So, what are they going to do?  They will wait patiently for you to keep paying the first, and hope the value comes back up (and the balance on the first drops) that at some point you have equity that they can grab.

So, if you follow this just-don’t-pay-the-second strategy, you know you will never have any equity in your house.  If you go to sell five years or twenty years down the road, the second will still be sitting there.   (With five or twenty years of interest and late fees.)

So when does this just-don’t-pay make sense?  Suppose you have five more years before your youngest is out of high school.  Once that’s done, you might want to move to a smaller place anyway.  Then you can stop paying the first mortgage too, and move out.  The bankruptcy still protects you from both of the mortgages.  (You’d have to keep paying the HOA until the first mortgage forecloses.)

Does this strategy hurt your credit?  It does and it doesn’t.  It doesn’t hurt your credit score, because that second mortgage will  just show bankruptcy and can’t show any late payments after that.  (For my clients, we check to be sure.)  But it does hurt your being able to buy again.

For loans like car loans–or interest rates on your credit cards–your credit score pretty much controls, so you’ll be able to get a care loan at a good rate.  Your score will be good, if you’ve built up new, good credit.

But to get a mortgage, a different rule applies.  The March 2, 2010 manual released by Fannie Mae, (link here https://www.efanniemae.com/sf/guides/ssg/sgpdf.jsp) says what you have to do to get an insured mortgage. You have to be two years after the bankruptcy (with extenuating circumstances), but you have to be three years after a foreclosure.   Even though there will not be a foreclosure on your credit report, there will be one on the land records, and a mortgage lender will check there, too.

So if you follow this just-don’t-pay-the-second strategy, you keep the house for three or five or seven years; then you have to plan to rent for three years or so.  Then you’d be able to buy again.

═══

> [Task statement]:
Under the March 2, 2010 Fannie Mae manual cited in the text on not paying a second mortgage after bankruptcy, how long after a foreclosure must a borrower wait to get an insured mortgage?

═══

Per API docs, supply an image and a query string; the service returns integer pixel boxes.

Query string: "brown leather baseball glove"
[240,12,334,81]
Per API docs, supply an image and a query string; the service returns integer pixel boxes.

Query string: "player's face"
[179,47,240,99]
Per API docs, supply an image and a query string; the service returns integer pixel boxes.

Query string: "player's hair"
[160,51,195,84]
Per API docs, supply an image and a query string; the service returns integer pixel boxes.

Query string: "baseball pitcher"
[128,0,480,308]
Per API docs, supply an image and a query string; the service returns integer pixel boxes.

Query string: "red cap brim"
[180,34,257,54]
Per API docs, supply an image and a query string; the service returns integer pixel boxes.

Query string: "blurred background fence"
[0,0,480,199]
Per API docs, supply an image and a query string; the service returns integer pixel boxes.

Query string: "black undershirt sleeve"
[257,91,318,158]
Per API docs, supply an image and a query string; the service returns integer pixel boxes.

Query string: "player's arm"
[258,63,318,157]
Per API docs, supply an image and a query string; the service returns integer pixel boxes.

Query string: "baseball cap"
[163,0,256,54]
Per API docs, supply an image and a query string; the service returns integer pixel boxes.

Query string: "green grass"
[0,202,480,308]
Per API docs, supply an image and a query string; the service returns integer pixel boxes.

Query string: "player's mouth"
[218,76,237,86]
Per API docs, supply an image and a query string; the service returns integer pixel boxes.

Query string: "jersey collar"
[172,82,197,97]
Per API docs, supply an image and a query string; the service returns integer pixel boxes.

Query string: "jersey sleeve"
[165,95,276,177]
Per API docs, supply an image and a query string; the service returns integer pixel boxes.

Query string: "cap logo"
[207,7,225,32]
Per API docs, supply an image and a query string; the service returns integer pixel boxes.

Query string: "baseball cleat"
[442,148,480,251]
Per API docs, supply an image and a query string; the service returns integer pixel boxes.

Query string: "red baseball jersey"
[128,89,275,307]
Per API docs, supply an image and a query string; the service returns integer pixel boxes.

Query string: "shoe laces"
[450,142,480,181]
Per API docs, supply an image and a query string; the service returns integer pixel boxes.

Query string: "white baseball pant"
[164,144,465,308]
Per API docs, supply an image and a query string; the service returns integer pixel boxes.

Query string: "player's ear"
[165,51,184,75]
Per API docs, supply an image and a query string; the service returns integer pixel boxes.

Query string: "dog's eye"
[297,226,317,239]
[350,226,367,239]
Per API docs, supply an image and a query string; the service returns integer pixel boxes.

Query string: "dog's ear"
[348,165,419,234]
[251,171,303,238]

═══

> [Response]:
Three years after the foreclosure.